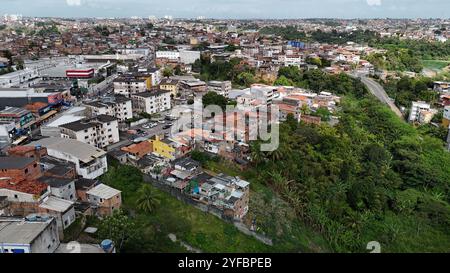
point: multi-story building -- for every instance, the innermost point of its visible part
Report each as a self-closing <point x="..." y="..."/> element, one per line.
<point x="104" y="199"/>
<point x="90" y="162"/>
<point x="182" y="56"/>
<point x="99" y="131"/>
<point x="416" y="109"/>
<point x="35" y="234"/>
<point x="151" y="102"/>
<point x="118" y="107"/>
<point x="128" y="85"/>
<point x="18" y="78"/>
<point x="220" y="87"/>
<point x="170" y="85"/>
<point x="21" y="117"/>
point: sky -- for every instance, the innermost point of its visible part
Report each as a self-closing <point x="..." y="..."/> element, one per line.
<point x="230" y="9"/>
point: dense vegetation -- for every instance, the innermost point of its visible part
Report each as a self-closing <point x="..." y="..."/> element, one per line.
<point x="236" y="72"/>
<point x="146" y="221"/>
<point x="406" y="90"/>
<point x="332" y="37"/>
<point x="425" y="50"/>
<point x="398" y="59"/>
<point x="371" y="178"/>
<point x="318" y="80"/>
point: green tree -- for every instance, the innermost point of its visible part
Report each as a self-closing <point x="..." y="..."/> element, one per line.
<point x="147" y="200"/>
<point x="119" y="228"/>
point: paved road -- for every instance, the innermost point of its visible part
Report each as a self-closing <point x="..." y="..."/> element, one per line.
<point x="378" y="91"/>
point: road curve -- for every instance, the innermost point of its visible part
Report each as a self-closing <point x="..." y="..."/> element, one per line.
<point x="378" y="91"/>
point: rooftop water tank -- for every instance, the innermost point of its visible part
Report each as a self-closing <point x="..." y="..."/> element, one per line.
<point x="107" y="245"/>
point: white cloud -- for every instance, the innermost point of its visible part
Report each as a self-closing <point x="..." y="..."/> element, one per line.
<point x="374" y="2"/>
<point x="73" y="2"/>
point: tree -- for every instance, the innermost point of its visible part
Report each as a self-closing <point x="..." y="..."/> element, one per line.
<point x="314" y="61"/>
<point x="119" y="228"/>
<point x="283" y="81"/>
<point x="167" y="72"/>
<point x="147" y="200"/>
<point x="212" y="98"/>
<point x="245" y="79"/>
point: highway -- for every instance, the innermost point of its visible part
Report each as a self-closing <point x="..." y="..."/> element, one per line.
<point x="378" y="91"/>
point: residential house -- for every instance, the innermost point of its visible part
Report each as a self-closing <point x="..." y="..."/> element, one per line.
<point x="90" y="162"/>
<point x="34" y="234"/>
<point x="151" y="102"/>
<point x="100" y="131"/>
<point x="104" y="199"/>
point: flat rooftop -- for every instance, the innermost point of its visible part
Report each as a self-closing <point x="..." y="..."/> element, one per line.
<point x="19" y="231"/>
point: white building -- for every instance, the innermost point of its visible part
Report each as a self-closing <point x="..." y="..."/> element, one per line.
<point x="220" y="87"/>
<point x="99" y="131"/>
<point x="151" y="102"/>
<point x="18" y="78"/>
<point x="118" y="107"/>
<point x="90" y="162"/>
<point x="62" y="210"/>
<point x="19" y="235"/>
<point x="416" y="109"/>
<point x="170" y="55"/>
<point x="63" y="188"/>
<point x="126" y="86"/>
<point x="182" y="56"/>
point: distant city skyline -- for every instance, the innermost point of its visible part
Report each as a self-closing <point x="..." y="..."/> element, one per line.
<point x="231" y="9"/>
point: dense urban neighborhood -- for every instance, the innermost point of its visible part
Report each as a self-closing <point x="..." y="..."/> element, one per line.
<point x="105" y="141"/>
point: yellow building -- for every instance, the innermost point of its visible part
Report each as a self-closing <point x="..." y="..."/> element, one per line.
<point x="164" y="147"/>
<point x="169" y="85"/>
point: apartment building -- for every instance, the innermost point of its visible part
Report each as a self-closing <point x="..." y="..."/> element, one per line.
<point x="119" y="107"/>
<point x="220" y="87"/>
<point x="90" y="162"/>
<point x="18" y="78"/>
<point x="105" y="200"/>
<point x="170" y="85"/>
<point x="418" y="108"/>
<point x="127" y="86"/>
<point x="151" y="102"/>
<point x="100" y="131"/>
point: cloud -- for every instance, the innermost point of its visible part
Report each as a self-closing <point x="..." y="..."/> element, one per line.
<point x="374" y="2"/>
<point x="73" y="2"/>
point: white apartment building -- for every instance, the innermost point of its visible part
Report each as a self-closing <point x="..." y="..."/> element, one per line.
<point x="127" y="86"/>
<point x="183" y="56"/>
<point x="18" y="235"/>
<point x="90" y="162"/>
<point x="18" y="78"/>
<point x="151" y="102"/>
<point x="118" y="107"/>
<point x="417" y="107"/>
<point x="171" y="55"/>
<point x="263" y="92"/>
<point x="220" y="87"/>
<point x="100" y="131"/>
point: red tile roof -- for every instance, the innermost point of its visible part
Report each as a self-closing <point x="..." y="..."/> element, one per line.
<point x="25" y="186"/>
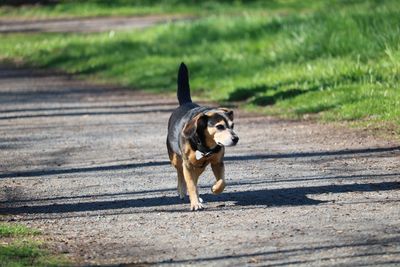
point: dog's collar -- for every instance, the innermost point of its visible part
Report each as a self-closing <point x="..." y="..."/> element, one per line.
<point x="204" y="152"/>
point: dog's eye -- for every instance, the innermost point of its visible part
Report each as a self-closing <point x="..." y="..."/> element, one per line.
<point x="220" y="127"/>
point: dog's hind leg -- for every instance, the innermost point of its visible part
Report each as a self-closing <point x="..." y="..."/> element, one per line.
<point x="177" y="163"/>
<point x="219" y="172"/>
<point x="182" y="191"/>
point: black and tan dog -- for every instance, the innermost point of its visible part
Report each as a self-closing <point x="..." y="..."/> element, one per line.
<point x="197" y="137"/>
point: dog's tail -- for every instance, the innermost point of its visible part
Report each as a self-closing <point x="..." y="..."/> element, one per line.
<point x="183" y="85"/>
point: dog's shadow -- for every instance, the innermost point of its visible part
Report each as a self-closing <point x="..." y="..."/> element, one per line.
<point x="296" y="196"/>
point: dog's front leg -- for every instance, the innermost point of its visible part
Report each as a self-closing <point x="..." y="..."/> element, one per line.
<point x="219" y="172"/>
<point x="191" y="177"/>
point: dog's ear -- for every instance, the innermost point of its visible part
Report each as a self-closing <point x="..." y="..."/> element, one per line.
<point x="199" y="122"/>
<point x="228" y="113"/>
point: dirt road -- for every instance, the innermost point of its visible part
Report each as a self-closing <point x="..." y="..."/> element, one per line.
<point x="88" y="166"/>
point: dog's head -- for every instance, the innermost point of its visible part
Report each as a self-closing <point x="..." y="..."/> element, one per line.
<point x="213" y="128"/>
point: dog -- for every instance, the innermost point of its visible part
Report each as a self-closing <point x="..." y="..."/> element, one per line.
<point x="197" y="136"/>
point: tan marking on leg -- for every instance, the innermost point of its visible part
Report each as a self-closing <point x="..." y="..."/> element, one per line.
<point x="219" y="172"/>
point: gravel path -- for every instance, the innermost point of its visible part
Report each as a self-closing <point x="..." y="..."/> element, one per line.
<point x="87" y="164"/>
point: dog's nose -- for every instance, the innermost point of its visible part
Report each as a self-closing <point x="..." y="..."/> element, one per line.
<point x="235" y="139"/>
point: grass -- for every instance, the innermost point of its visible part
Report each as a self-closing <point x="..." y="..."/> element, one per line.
<point x="328" y="60"/>
<point x="91" y="8"/>
<point x="17" y="248"/>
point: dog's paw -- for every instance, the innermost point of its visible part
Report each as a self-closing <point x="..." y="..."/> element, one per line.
<point x="196" y="206"/>
<point x="218" y="187"/>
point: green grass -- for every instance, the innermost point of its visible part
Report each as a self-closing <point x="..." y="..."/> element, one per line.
<point x="90" y="8"/>
<point x="11" y="230"/>
<point x="17" y="248"/>
<point x="329" y="60"/>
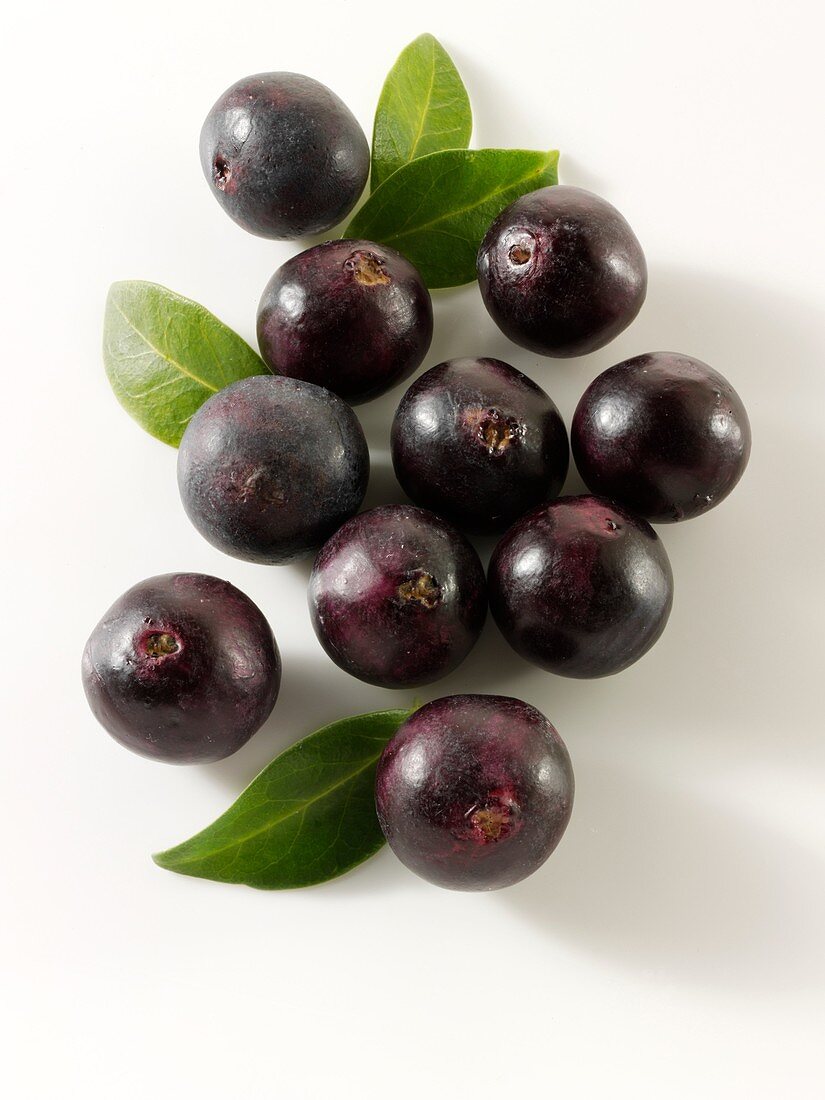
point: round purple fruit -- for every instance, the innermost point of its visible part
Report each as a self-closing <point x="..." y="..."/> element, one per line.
<point x="561" y="272"/>
<point x="397" y="597"/>
<point x="352" y="316"/>
<point x="663" y="433"/>
<point x="284" y="155"/>
<point x="474" y="791"/>
<point x="183" y="668"/>
<point x="581" y="587"/>
<point x="479" y="442"/>
<point x="270" y="466"/>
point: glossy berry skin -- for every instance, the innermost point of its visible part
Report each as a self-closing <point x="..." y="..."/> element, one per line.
<point x="474" y="791"/>
<point x="663" y="433"/>
<point x="183" y="668"/>
<point x="581" y="587"/>
<point x="284" y="155"/>
<point x="270" y="466"/>
<point x="480" y="443"/>
<point x="397" y="597"/>
<point x="561" y="272"/>
<point x="352" y="316"/>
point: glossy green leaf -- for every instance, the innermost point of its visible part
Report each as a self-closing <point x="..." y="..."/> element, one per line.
<point x="424" y="108"/>
<point x="309" y="815"/>
<point x="165" y="355"/>
<point x="437" y="209"/>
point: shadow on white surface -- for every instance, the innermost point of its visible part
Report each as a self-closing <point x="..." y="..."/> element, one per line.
<point x="663" y="880"/>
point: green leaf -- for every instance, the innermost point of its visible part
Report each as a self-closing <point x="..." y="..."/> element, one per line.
<point x="309" y="815"/>
<point x="437" y="209"/>
<point x="424" y="108"/>
<point x="165" y="355"/>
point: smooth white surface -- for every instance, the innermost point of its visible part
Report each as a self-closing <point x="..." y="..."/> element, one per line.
<point x="673" y="945"/>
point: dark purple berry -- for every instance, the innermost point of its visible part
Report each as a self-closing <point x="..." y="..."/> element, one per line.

_ _ _ _ _ _ _

__Required task__
Take the line with "point: round purple" and all lines after it through the end of the records, and write them out exactly; include nothing else.

__Answer to the problem__
point: round purple fruit -- for every instance, the innermost point of its visible part
Report each as a self-closing <point x="..." y="..."/> element, one per line.
<point x="561" y="272"/>
<point x="397" y="597"/>
<point x="352" y="316"/>
<point x="663" y="433"/>
<point x="284" y="155"/>
<point x="474" y="791"/>
<point x="183" y="668"/>
<point x="581" y="587"/>
<point x="479" y="442"/>
<point x="270" y="466"/>
point: glossy berry skin -- for every instance, the innermost point of its visible part
Report each as a self-closing <point x="..." y="..."/> element, one per line.
<point x="474" y="791"/>
<point x="663" y="433"/>
<point x="183" y="668"/>
<point x="581" y="587"/>
<point x="284" y="155"/>
<point x="270" y="466"/>
<point x="480" y="443"/>
<point x="397" y="597"/>
<point x="561" y="272"/>
<point x="352" y="316"/>
point: glossy green leaf -- for every instance, the innermost point of its visible part
Report each as a self-closing <point x="..." y="..."/> element, one per line.
<point x="424" y="108"/>
<point x="309" y="815"/>
<point x="165" y="355"/>
<point x="437" y="209"/>
point: shadow on white surface -- for every instance, the innermost point of its visible part
Report each as a self-closing <point x="..." y="..."/> element, one per line.
<point x="663" y="880"/>
point: green leaf -- for every instance, the innermost point of its visible part
Report each as a self-closing <point x="..." y="..."/> element, one per line.
<point x="309" y="815"/>
<point x="437" y="209"/>
<point x="424" y="108"/>
<point x="165" y="355"/>
point: smooth white surface -- for every instance, the innermost point of its visible part
Report each as a self-closing <point x="..." y="..."/> element, one per line.
<point x="673" y="945"/>
point: dark purple berry -- for every instance, the innermost point of its visible part
Report each as a self-closing <point x="..." y="..."/> element, one per line.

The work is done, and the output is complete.